*Set exercise 1*
In the passage about the Bay Side beach, how wide were the whale ribs that were set up in the sand?

--- start of Text passage ---

As I was approaching the Bay through a sandy hollow a mile east of High Head, I found two or three arrow-points and a rude axe or hammer, a flattish stone from the beach with a deep groove chipped around it. 

The beach on the Bay Side was completely strewn with seaweed (the grassy kind), which does not grow on the Atlantic side, as if the Bay were a meadow compared with the Atlantic. The beach was harder than the Back Side, the hardest part being on the weed at high-water line. The skulls and backbones of black-fish, their vertebrae and spinal processes, and disk-shaped bones, five inches in diameter, from the spine were strewn all along. These looked like rough crackers. 

Also the ribs of whale (probably humpbacked), — they get humpback and finback and right whales, I heard, — six feet long, lay under the bank, hardly to be distinguished from their gray rails. Some of those whale ribs, ten inches wide, were from time to time set up in the sand, like mile stones (or bones); they seemed to answer that purpose along the new road. 

They had taken a whale in Provincetown Harbor on the previous 17th, and stripped off the blubber at one of the wharves. I saw many dogfish whose livers had been extracted.

--- end of Text passage ---
--- start of Dataset ---

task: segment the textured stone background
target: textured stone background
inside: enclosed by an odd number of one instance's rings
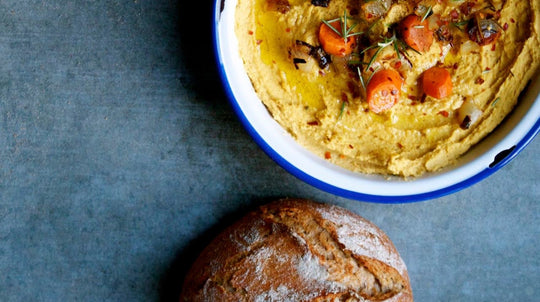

--- end of Dataset ---
--- start of Dataset ---

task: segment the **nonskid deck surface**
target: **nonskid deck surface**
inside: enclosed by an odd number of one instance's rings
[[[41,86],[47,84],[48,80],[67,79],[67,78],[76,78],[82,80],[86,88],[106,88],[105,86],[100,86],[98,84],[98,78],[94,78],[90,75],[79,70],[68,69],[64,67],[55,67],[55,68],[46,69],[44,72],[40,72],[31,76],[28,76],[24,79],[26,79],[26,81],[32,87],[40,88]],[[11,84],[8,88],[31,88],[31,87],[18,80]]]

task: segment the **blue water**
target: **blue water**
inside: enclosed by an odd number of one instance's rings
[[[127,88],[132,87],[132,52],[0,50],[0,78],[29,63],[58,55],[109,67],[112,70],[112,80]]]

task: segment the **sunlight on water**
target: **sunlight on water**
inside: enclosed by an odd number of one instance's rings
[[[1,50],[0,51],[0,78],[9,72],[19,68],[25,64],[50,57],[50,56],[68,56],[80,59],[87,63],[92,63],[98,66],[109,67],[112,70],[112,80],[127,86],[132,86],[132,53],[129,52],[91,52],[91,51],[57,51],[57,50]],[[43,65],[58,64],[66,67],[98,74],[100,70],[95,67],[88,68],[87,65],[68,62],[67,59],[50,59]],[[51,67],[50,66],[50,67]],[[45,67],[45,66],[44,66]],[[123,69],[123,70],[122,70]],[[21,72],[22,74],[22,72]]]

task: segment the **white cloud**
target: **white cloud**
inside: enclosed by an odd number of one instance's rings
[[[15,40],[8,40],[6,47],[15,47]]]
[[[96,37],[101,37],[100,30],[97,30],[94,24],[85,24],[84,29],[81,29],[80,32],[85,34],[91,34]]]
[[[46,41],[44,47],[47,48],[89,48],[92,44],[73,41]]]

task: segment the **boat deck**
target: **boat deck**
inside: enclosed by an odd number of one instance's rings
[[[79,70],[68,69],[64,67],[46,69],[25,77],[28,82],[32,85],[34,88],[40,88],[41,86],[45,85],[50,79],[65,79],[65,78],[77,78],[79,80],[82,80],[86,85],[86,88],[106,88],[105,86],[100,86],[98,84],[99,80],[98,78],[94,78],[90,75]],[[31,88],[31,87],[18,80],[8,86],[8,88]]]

--- end of Dataset ---

*Set exercise 2*
State how many lines of the records contain the word "stone", giving only the number.

*Final result 1*
Ten inches wide.

*Final result 2*
2